Information provided
↓
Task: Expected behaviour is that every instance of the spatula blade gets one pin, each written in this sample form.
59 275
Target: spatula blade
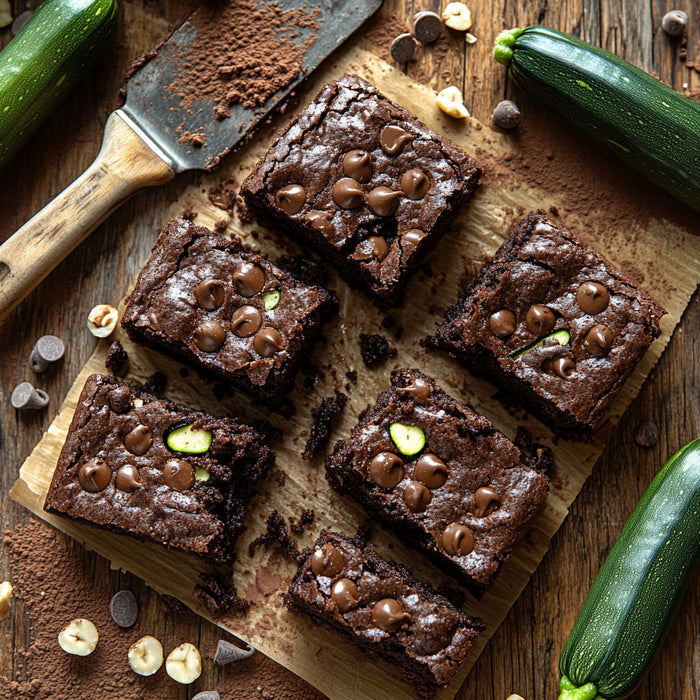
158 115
↑
↓
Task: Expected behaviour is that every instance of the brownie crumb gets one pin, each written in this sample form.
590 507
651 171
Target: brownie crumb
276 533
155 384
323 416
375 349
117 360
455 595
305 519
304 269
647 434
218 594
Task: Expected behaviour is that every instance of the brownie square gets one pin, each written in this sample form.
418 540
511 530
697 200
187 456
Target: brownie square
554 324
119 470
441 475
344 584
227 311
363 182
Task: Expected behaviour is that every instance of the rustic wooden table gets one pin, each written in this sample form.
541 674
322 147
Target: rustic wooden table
↑
↓
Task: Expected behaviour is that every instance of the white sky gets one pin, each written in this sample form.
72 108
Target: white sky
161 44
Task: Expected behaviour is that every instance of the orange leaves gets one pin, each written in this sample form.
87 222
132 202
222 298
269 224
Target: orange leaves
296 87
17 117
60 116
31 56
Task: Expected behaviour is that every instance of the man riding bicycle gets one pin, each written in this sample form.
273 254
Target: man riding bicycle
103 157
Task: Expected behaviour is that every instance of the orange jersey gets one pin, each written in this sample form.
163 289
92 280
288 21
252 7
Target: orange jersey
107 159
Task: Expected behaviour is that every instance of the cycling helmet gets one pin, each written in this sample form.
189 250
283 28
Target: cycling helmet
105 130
↑
Assigned task
In the entries above, count each line that includes "rustic" and report the total with no other text.

Solution below
2